EXERCISE DESCRIPTION ▸ Please rewrite everything from the line containing "Where can you spot the weathered" down to the end of the items, substituting "Place a mark" for "Put down a dot" and leaving everything else unchanged.

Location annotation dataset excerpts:
++++

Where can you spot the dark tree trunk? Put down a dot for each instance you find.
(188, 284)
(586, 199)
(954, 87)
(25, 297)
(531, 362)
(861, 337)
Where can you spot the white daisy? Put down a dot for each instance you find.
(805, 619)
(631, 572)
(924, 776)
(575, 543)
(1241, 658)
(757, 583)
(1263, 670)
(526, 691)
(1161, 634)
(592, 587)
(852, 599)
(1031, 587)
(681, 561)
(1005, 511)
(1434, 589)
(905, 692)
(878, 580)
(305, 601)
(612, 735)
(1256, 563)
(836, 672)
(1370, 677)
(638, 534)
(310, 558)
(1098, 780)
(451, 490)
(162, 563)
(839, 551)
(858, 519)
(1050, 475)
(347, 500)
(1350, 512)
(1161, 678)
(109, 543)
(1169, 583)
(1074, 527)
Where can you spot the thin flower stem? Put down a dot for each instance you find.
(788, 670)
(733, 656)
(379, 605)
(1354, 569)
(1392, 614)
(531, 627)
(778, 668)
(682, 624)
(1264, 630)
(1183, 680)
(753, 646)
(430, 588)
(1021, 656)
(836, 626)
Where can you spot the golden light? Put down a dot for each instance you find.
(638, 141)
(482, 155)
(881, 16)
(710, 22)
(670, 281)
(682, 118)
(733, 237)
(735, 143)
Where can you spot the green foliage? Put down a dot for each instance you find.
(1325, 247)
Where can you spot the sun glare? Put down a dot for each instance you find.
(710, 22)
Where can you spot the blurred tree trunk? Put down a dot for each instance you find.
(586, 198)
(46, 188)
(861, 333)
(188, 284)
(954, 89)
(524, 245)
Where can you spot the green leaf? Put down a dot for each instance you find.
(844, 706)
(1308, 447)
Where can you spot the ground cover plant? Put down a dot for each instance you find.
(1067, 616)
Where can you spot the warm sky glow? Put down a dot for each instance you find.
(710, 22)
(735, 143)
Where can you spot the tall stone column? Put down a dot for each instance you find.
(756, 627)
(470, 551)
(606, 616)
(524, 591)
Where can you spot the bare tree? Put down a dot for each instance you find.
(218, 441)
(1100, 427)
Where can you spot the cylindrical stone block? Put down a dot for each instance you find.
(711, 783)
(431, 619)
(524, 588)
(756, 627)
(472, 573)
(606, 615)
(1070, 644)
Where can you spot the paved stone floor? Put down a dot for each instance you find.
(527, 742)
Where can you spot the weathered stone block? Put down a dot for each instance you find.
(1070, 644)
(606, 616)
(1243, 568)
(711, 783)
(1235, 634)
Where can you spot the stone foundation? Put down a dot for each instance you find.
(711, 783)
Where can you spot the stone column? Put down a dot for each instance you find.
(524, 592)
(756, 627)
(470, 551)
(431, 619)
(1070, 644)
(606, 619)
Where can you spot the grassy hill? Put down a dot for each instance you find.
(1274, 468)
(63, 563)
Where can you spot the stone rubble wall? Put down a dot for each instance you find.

++++

COMPLETE RESPONSE ▸
Where can you spot the weathered stone block? Place a mark for each instance you find.
(1070, 644)
(606, 616)
(1243, 568)
(711, 783)
(1235, 634)
Where can you spot the stone foundation? Place a mark for each instance you find.
(711, 783)
Where can you spot the stone column? Place a mark for each instance you find.
(524, 592)
(756, 627)
(470, 551)
(431, 619)
(1070, 644)
(606, 619)
Where can you spot the grassy hill? Place a mark for each instance you find.
(1274, 468)
(63, 563)
Where can you spot the stone rubble wall? Place a mark for each instance you find.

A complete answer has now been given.